▶ _WHAT YOU HAVE TO DO_
Repeat every entry exactly. Do not include the pictures.

Natural-language object grounding data
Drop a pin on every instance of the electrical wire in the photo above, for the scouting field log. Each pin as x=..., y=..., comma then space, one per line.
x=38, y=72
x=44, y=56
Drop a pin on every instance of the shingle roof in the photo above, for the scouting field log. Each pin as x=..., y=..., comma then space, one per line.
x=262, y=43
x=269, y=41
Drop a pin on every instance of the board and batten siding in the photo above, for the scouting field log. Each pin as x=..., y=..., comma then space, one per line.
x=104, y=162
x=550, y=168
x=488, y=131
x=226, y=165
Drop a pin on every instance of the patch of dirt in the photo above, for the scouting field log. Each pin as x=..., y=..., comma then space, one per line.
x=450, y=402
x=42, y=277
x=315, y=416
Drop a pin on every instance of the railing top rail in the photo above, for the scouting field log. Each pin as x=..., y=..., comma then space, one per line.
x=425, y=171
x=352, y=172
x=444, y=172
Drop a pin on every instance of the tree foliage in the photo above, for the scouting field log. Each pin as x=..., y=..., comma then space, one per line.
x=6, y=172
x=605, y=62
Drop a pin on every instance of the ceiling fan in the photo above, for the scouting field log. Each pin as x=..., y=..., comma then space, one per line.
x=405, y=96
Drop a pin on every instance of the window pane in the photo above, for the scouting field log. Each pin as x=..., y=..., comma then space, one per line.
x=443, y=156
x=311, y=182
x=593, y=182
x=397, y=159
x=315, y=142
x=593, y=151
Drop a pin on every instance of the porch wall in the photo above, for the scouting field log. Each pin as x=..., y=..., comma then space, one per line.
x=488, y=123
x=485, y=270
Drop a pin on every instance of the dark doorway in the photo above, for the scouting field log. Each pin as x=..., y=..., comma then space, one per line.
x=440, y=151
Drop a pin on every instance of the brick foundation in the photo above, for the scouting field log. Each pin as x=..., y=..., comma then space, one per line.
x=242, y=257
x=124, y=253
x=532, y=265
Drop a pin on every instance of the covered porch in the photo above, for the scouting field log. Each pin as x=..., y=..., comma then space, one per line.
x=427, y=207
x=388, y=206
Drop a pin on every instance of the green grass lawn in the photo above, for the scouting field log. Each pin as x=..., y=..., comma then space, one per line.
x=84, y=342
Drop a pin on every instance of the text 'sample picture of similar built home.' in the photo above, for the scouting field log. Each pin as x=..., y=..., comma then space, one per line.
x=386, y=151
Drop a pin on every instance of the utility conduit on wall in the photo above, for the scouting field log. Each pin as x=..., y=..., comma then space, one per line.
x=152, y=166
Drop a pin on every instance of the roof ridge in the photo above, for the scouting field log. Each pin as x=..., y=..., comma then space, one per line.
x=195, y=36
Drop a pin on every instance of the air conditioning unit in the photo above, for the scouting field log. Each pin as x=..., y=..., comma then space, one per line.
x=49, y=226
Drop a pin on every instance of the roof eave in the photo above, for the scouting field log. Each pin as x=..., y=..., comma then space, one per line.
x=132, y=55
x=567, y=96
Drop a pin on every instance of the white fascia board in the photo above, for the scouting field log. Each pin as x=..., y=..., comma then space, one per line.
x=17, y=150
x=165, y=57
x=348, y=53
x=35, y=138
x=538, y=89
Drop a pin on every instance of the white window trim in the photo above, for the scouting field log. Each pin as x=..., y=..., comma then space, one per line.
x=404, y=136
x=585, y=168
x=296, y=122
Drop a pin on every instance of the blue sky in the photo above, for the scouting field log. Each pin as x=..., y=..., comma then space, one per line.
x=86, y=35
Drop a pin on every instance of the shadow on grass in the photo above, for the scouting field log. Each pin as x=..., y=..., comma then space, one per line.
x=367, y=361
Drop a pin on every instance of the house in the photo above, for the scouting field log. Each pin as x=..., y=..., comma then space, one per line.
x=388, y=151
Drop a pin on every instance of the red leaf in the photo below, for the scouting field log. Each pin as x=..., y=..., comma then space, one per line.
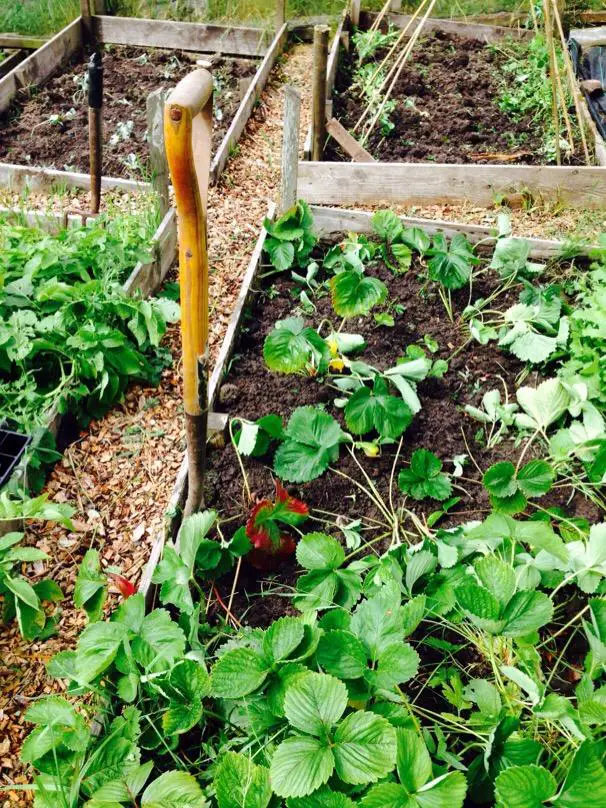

▶ _TASK ANSWER_
Drop a pin on every instance of the electrical wire in the photo above, for the scouting field log. Each pin as x=..., y=..., comma then space, one per line.
x=38, y=72
x=44, y=56
Drop a pin on every instance of the shingle roof in the photo above, for the scouting field log. Each pin as x=..., y=..., comma then space, one per line.
x=262, y=43
x=269, y=41
Drop a pin on every instance of the board and batten siding in the photo above, for the scouting field log. Each pin as x=..., y=..., comma then space, one per line.
x=104, y=162
x=550, y=168
x=488, y=131
x=226, y=165
Drop a pin on every instance of the patch of dirt in the photo above, for the scouting field log. Each pin as x=..., y=..., comma then space, one per line.
x=450, y=402
x=42, y=277
x=315, y=416
Drop a pin on every instance of the railing top rail in the photo above, for the scouting field log. Each pin as x=..., y=..., comma then space, one per line.
x=425, y=171
x=352, y=172
x=444, y=172
Drop a pin on every instance of the tree foliage in the photo above, for the scouting field log. Each pin as x=..., y=..., comma then space, one per line.
x=6, y=172
x=605, y=62
Drop a pin on every instance of the ceiling fan in the photo above, for the scouting field log. Each pin as x=..., y=..., comma then space, one per line.
x=405, y=96
Drop a pin on every instance of the window pane in the photo above, for the scouting field log. Each pin as x=..., y=..., comma then space, one per line.
x=443, y=156
x=311, y=182
x=593, y=182
x=397, y=159
x=315, y=142
x=593, y=151
Drop a pin on every instance of the porch wall in the photo above, for the scouting field log. Each pin as x=..., y=..., comma then space, one per line.
x=488, y=123
x=485, y=270
Drop a pin on every instance of the dark doorway in the photo above, for the scouting field log. Each pin as x=..., y=..., comma then space, one per line.
x=440, y=151
Drop a pin on every instance of the brick foundation in the photo above, for the scouting field log. Each pin as x=..., y=..., comma then space, one per line.
x=242, y=257
x=124, y=253
x=532, y=265
Drop a pin on every instance of the covered porch in the photo above, for the scouting field log. Each pin as x=..., y=..., comma then space, one per line.
x=427, y=207
x=388, y=206
Drop a pin on every instance of the green grass lawn in the photo above, for the scouting field log. Each pin as x=..., y=..., comma then space, one per line.
x=84, y=342
Drop a pin on every instance of the text 'sample picture of similar built home.' in the photo above, for the scouting field log. Each pin as x=..., y=..., comma then space, one per line.
x=386, y=151
Drop a pin on every instance of the utility conduit on wall in the photo above, for the scouting field log. Each pin as x=..., y=..., comma then space, one per line.
x=152, y=166
Drop a pin on every instance of the roof ridge in the photo above, for the scouting field log. Each pin as x=..., y=..., comma then space, one per line.
x=195, y=36
Drop a pin on every instance of the air conditioning unit in the photo above, for the scouting field log. Each pin as x=..., y=..., comma then space, one per line.
x=49, y=226
Drop a pin on every instance of the roof eave in the photo above, for the scouting field log. Each pin as x=..., y=..., comma then space, one per line.
x=132, y=55
x=567, y=96
Drop a pin on every instance of the white fascia board in the photo above, for the scouting field log. Each pin as x=..., y=..., comma then space, one per line.
x=17, y=150
x=165, y=57
x=348, y=53
x=35, y=138
x=538, y=89
Drop a pin on every instance of the white window trim in the photo above, for the scouting field log. Each pin as x=..., y=..., comma then space, one per line.
x=404, y=136
x=585, y=168
x=296, y=122
Drop a pin on every instance of the blue sky in the photo above, for the scouting field log. Each pin as x=..., y=..., comma then space, one per line.
x=86, y=35
Drop a pin on every instance of the shadow on grass in the photo above, for the scouting field log. Each pin as x=..., y=..., comma then space, one per line.
x=367, y=361
Drop a pin on every instance of the house in the photo above, for the scouting field log. Each pin as x=..., y=..., comma then space, one per line.
x=388, y=151
Drop a pin on every instance of the red leaf in the photo below, for the scouting field log. Each pin as x=..., y=..., comma then space, one per line.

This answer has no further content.